> **DIRECTIONS**
Which lines below hold the word "door"? Report each one.

--- INFORMATION SHOWN Enclosed Below ---

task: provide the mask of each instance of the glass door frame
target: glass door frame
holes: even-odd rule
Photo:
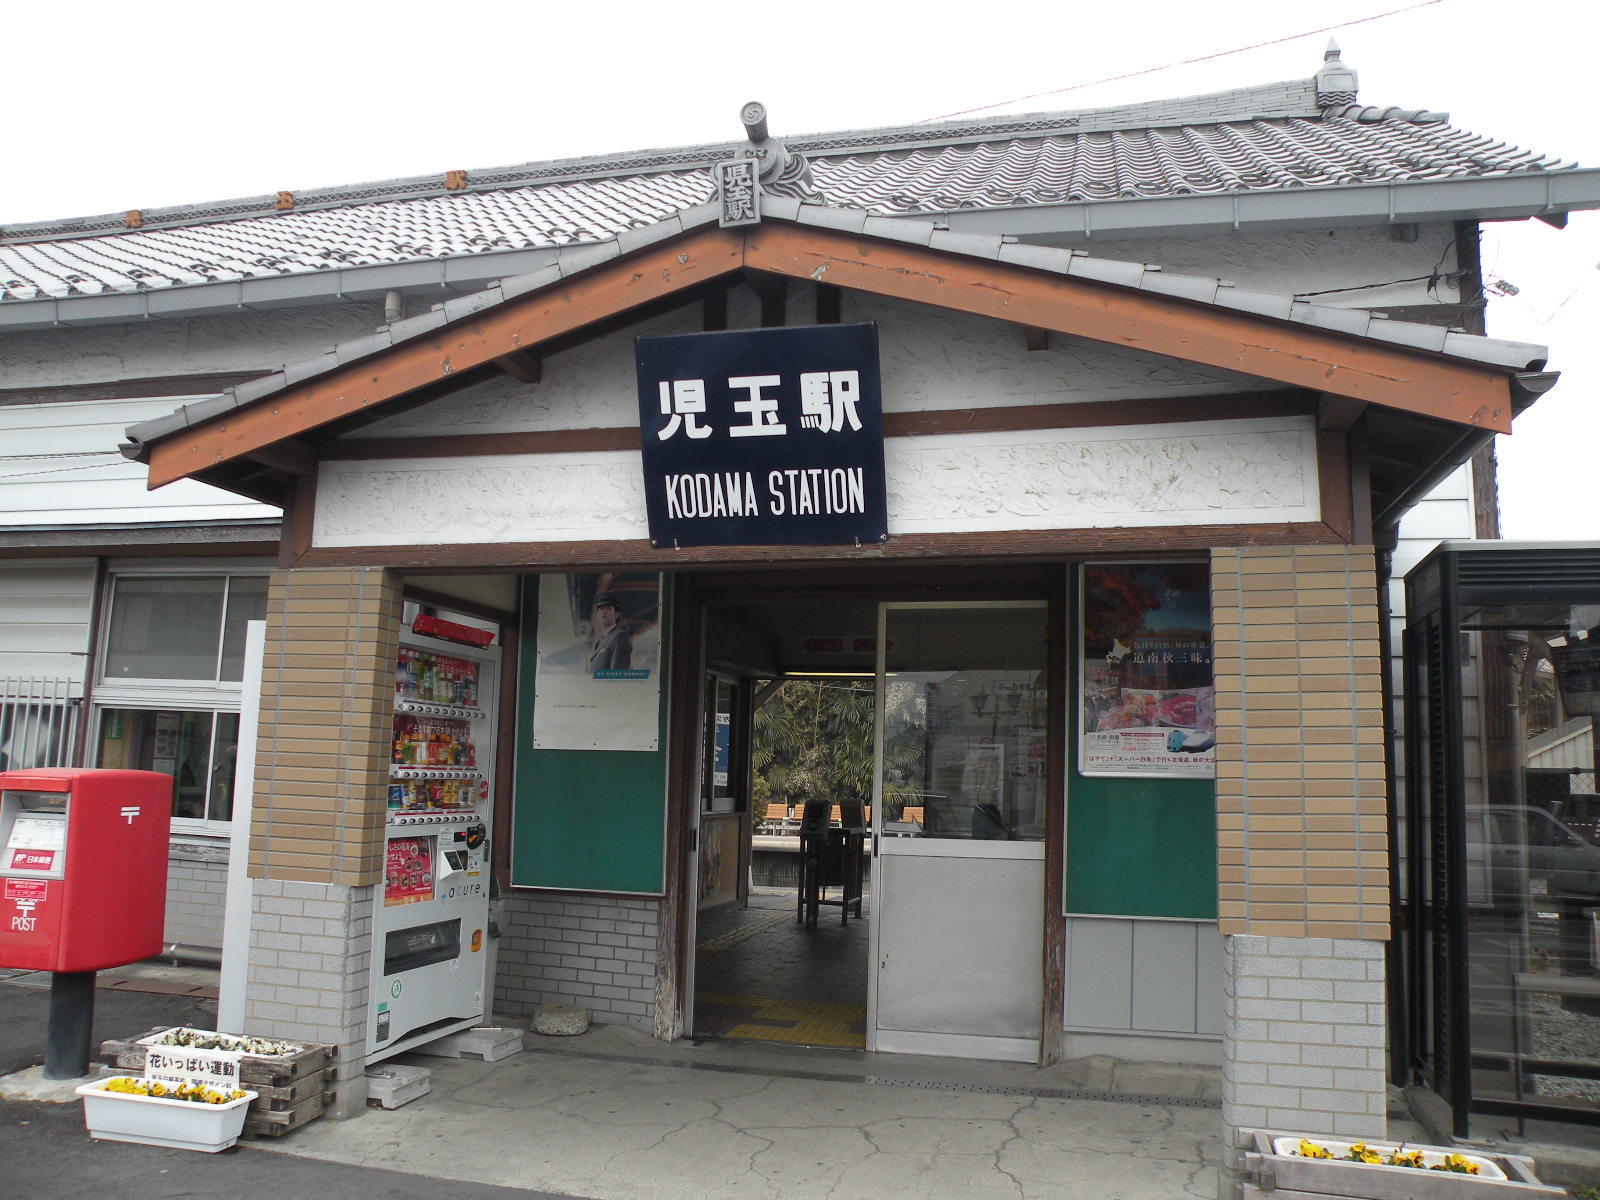
[[[1065,571],[1060,572],[1061,582],[1064,584]],[[1052,588],[1052,593],[1055,588]],[[1061,929],[1059,923],[1052,920],[1052,910],[1059,909],[1053,903],[1054,897],[1059,894],[1054,890],[1059,885],[1060,859],[1064,854],[1061,845],[1061,830],[1064,825],[1064,809],[1061,803],[1062,771],[1060,762],[1065,753],[1062,737],[1062,713],[1065,697],[1061,688],[1065,683],[1065,654],[1058,631],[1064,630],[1064,597],[1061,594],[1052,594],[1043,597],[1019,597],[1005,600],[907,600],[907,601],[882,601],[878,605],[877,622],[877,662],[875,670],[875,688],[873,704],[873,773],[872,773],[872,881],[871,894],[873,905],[873,919],[871,923],[870,961],[867,971],[867,1020],[866,1020],[866,1048],[870,1051],[879,1050],[878,1016],[879,1016],[879,968],[883,962],[884,946],[883,932],[885,912],[884,888],[884,862],[897,854],[916,854],[925,858],[969,858],[969,859],[1004,859],[1018,862],[1037,861],[1041,873],[1043,886],[1043,928],[1042,940],[1039,946],[1039,970],[1041,986],[1040,1006],[1040,1032],[1037,1049],[1031,1055],[1018,1052],[1018,1047],[1000,1046],[1001,1041],[1015,1039],[990,1039],[977,1035],[959,1034],[929,1034],[929,1039],[948,1039],[951,1045],[960,1046],[970,1043],[973,1050],[982,1049],[984,1043],[992,1043],[989,1047],[994,1053],[973,1053],[970,1057],[983,1058],[1010,1058],[1019,1061],[1038,1062],[1042,1065],[1054,1061],[1059,1053],[1061,1041],[1061,979],[1058,971],[1053,971],[1052,961],[1059,959],[1059,955],[1052,955],[1052,938],[1059,944]],[[901,839],[883,836],[883,822],[885,805],[883,799],[884,776],[884,715],[886,709],[887,681],[888,681],[888,623],[892,611],[1000,611],[1019,609],[1032,609],[1038,611],[1043,617],[1045,628],[1044,645],[1042,646],[1046,686],[1048,689],[1045,715],[1045,756],[1046,770],[1043,779],[1044,799],[1046,808],[1046,822],[1043,837],[1036,841],[1011,841],[1011,840],[973,840],[973,839]],[[901,841],[914,841],[912,846],[896,846]],[[891,848],[895,847],[895,848]],[[902,1043],[916,1042],[923,1035],[904,1034],[897,1035],[894,1039],[894,1049],[906,1049]],[[909,1050],[907,1052],[910,1052]],[[928,1050],[929,1053],[939,1053]]]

--- End of Enclosed INFORMATION SHOWN ---

> **EXERCISE RESULT**
task: provide the mask of each instance of the glass door frame
target: glass door frame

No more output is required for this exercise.